### SUPPLIED RECORDS ###

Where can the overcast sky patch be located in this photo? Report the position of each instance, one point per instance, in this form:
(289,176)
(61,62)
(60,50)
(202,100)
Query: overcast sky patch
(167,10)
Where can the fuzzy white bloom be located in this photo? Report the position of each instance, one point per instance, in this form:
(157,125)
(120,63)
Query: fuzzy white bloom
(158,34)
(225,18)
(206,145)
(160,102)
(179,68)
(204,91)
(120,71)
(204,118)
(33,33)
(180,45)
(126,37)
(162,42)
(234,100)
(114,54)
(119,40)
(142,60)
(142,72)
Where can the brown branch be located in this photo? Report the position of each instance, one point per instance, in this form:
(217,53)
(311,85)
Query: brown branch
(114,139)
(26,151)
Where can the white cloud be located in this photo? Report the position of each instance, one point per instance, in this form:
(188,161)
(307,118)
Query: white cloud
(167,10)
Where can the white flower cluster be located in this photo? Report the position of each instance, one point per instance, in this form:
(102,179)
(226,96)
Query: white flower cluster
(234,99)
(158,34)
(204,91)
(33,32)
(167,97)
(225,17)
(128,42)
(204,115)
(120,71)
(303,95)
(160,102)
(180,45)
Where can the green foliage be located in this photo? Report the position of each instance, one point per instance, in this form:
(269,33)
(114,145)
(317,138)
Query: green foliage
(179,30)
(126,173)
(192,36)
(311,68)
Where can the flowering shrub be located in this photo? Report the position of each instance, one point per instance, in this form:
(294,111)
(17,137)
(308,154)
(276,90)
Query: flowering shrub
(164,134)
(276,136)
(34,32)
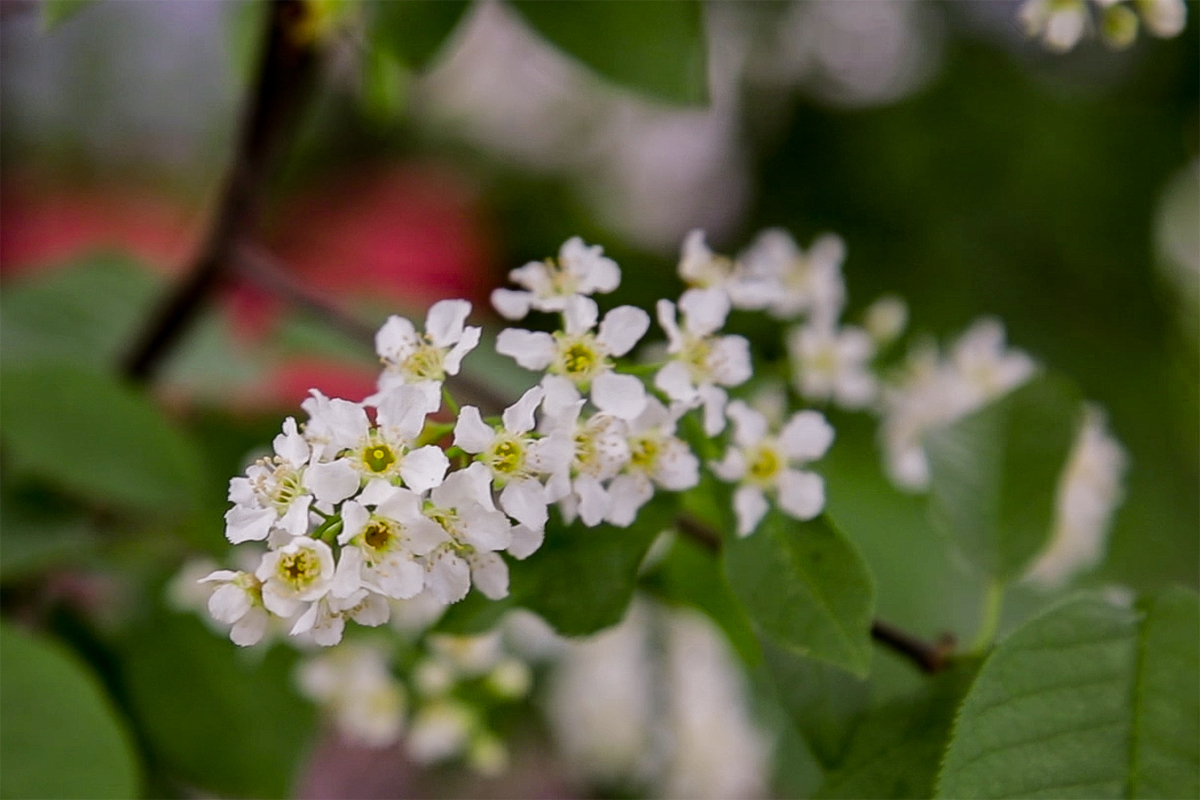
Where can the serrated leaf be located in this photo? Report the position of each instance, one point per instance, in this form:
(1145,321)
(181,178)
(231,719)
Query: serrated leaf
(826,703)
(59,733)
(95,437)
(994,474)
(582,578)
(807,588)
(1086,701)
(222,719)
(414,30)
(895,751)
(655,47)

###

### TASK PROMPT
Reproduce the whole listing above word for word, but not its pictures.

### COMPLETED EXERCISE
Where can the overcast sky patch be located in this photo? Report the position of each instance, one point per instance, in this form:
(289,176)
(61,62)
(60,50)
(202,100)
Query: overcast sky patch
(167,10)
Where can the fuzzy white bloom be located in this photo? Report the position of each instance, one point per instance, in this form:
(157,125)
(120,63)
Query: fuzzy white bloom
(158,34)
(225,18)
(206,145)
(160,102)
(179,68)
(204,91)
(120,71)
(204,118)
(33,33)
(180,45)
(126,37)
(162,42)
(234,100)
(114,54)
(119,40)
(142,60)
(142,72)
Where can the brown branch be located in this photo? Report the position of each instance, one point per instance, in this form:
(217,53)
(311,85)
Query: brown branch
(114,139)
(26,151)
Where can the white cloud be located in this photo? Report the position of each instance, one point per instance, in this form:
(188,161)
(307,118)
Query: white cloud
(167,10)
Where can the white flower cluster be located in this photo? Report the position of each instance, one point per instance, in this form:
(102,179)
(226,96)
Query: white flower cluster
(234,99)
(158,34)
(204,91)
(33,32)
(167,97)
(225,17)
(128,42)
(204,115)
(120,71)
(303,95)
(160,102)
(180,45)
Where can the green foliage be located in this photo? Report the position of each instance, one point per instance, in this form:
(269,33)
(114,145)
(317,138)
Query: green foliage
(179,30)
(126,173)
(192,36)
(311,68)
Where can the flowering shrub be located in this photo? Report the position of each instance, one point per instance, in this form:
(294,111)
(17,137)
(308,154)
(276,90)
Query: flowering shrub
(164,134)
(276,136)
(34,32)
Where can the serrated leaf be located in this photo? Report the position of each instance, one point per instance, in this form:
(1145,321)
(181,178)
(231,719)
Query: serrated leaf
(826,703)
(59,733)
(95,437)
(994,474)
(582,578)
(807,588)
(1086,701)
(222,719)
(414,30)
(895,751)
(655,47)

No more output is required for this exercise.